Washing dishes for Jesus

There are seven of us in our family, and we eat most meals at home.  We also do not have a dishwasher machine.  We have a small kitchen that becomes cluttered and unusable very quickly if dishes are not dealt with. 

For a long time dirty dishes were a point of contention between myself and my husband.  I felt like I washed the dishes more often than he did (I even started keeping count), and that he should wash more, and he became annoyed with me when he was washing and I was sitting around using the computer or reading a book, and not helping him get through them faster by drying.  I would become irritated with him when I needed to cook and the kitchen was still full of dishes from the last meal.  Such a small thing, but resentment simmered and even broke out into arguments and anger.

I realised my attitude was wrong, and that I needed to change it, but how?  I found the following verse, and put it over my sink:

Whatever your task, put yourselves into it, as done for the Lord and not for your masters,since you know that from the Lord you will receive the inheritance as your reward; you serve the Lord Christ. 

Colossians 3 verses 23-24

Every time I wash the dishes (especially when I really don’t feel like tackling them again), I remember that I am doing them for my Saviour, as an act of love for Him.  The difference has been extraordinary: so marked that I can only attribute it to God’s work and the power of the Word of God in my life.  The resentment is gone, and if it tries to return I can dispel it easily.  We have had no more fights over this issue.  Both of us have changed.

When self-pity tries to throw a party, I can boot it out by thanking God.  It doesn’t seem to matter what I start to thank Him for.  Once I start on that track it’s easy to continue.  Perhaps this is the ‘secret’ of contentment that Paul writes about in Philippians 4 verses 12 and 13:

I know what it is to have little, and I know what it is to have plenty.  In any and all circumstances I have learned the secret of being well-fed and of going hungry, of having plenty and of being in need.  I can do all things through him who strengthens me.

There are many things we can (and do) complain about.  But if we are in Christ the reasons for thankfulness are so much more numerous and more significant, and when we focus on these, the heart overflows with joy and He gives us strength.  Our thankfulness is a beautiful offering to our Father, more precious than any sacrifice.

I will praise the name of God with a song;
    I will magnify him with thanksgiving.
This will please the Lord more than an ox
    or a bull with horns and hoofs.
Let the oppressed see it and be glad;
    you who seek God, let your hearts revive.
For the Lord hears the needy,
    and does not despise his own that are in bonds.

Psalm 69 verses 30 to 33

In some ways it seems trivial to write about my struggles with dishes, when I know that there are many people in the world who are suffering terribly, people who would love to have three meals a day and the ‘problem’ of dirty dishes.  However, it seems as if it is not our circumstances that are the most important factor in our contentment, and that each small battle we face may be a training ground for something greater:

Whoever is faithful in very little is also faithful in much, and whoever is unrighteous in very little is also unrighteous in much.  Luke 16 verse 10

His master said to him, “Well done, good and faithful slave! You were faithful over a few things; I will put you in charge of many things. Share your master’s joy!” Matthew 25 verse 21

Longings

We started homeschooling again last week, and are starting a new routine this week.  It’s scary how full our week is.  I don’t want to have such a busy life.  I’m also expert at wasting time, and procrastinating when I feel overloaded, which of course makes things worse.

- [LISTED ENTRIES]:
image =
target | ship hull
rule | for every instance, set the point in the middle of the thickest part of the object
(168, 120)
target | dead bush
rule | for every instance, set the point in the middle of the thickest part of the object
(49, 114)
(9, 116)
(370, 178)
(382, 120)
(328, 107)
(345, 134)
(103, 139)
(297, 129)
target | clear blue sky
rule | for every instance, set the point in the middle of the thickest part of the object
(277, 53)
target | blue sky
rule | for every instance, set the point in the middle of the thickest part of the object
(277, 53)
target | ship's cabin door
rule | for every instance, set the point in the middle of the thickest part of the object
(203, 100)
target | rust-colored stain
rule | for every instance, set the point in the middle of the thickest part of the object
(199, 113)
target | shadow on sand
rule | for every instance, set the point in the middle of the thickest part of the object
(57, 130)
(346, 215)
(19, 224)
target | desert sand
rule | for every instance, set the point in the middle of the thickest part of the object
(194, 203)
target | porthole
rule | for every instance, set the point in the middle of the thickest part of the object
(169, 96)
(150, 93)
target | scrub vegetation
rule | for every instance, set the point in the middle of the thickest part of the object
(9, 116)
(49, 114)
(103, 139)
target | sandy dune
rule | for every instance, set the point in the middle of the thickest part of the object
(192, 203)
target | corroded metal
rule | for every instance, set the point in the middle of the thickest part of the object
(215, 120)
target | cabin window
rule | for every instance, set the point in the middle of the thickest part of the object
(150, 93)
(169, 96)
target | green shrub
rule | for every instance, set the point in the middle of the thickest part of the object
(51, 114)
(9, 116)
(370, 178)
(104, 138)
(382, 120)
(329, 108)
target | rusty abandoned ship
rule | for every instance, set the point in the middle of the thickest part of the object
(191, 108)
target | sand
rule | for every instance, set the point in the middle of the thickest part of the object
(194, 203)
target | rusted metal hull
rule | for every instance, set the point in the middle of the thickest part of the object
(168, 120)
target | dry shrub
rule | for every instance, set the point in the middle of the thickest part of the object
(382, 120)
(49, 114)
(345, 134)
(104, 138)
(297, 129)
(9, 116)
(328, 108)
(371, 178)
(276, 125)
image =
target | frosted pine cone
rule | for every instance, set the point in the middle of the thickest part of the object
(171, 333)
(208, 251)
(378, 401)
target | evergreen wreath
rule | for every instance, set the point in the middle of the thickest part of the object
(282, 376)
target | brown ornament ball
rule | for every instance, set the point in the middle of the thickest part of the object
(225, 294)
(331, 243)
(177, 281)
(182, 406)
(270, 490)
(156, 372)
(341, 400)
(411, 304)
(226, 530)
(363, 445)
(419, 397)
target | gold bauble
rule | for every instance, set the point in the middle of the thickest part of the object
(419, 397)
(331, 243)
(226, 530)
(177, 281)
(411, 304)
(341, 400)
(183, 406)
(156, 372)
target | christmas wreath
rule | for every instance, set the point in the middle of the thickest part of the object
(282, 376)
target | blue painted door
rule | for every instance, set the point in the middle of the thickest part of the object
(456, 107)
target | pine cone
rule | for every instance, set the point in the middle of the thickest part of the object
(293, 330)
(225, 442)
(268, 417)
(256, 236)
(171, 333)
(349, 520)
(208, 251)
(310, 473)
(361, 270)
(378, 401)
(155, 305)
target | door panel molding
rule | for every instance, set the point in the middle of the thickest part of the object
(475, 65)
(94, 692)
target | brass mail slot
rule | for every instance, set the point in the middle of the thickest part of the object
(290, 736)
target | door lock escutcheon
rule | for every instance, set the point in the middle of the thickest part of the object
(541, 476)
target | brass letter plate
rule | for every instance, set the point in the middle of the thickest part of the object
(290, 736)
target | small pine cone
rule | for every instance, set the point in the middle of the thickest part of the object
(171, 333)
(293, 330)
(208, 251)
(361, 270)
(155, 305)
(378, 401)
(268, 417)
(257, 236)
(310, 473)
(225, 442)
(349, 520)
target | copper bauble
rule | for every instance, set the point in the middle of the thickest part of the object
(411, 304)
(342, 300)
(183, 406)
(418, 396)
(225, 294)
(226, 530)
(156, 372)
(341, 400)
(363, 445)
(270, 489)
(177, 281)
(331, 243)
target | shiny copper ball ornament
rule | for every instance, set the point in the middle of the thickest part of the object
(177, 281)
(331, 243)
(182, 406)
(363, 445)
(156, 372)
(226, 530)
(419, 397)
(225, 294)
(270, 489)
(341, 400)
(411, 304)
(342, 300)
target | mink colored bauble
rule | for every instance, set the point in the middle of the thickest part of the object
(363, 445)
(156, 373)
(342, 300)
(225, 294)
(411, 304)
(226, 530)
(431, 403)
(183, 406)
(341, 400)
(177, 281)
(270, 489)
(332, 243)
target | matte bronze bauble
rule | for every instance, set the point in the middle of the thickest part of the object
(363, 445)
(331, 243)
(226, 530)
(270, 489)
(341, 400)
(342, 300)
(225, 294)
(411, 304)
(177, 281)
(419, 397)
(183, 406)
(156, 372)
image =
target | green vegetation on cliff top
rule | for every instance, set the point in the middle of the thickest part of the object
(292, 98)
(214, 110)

- [WHAT IS NEEDED]:
Retype the section of the passage on washing dishes that runs from "I know what it is to have little, and" up to and including "horns and hoofs.".

- [RESPONSE TO THE TASK]:
I know what it is to have little, and I know what it is to have plenty.  In any and all circumstances I have learned the secret of being well-fed and of going hungry, of having plenty and of being in need.  I can do all things through him who strengthens me.

There are many things we can (and do) complain about.  But if we are in Christ the reasons for thankfulness are so much more numerous and more significant, and when we focus on these, the heart overflows with joy and He gives us strength.  Our thankfulness is a beautiful offering to our Father, more precious than any sacrifice.

I will praise the name of God with a song;
    I will magnify him with thanksgiving.
This will please the Lord more than an ox
    or a bull with horns and hoofs.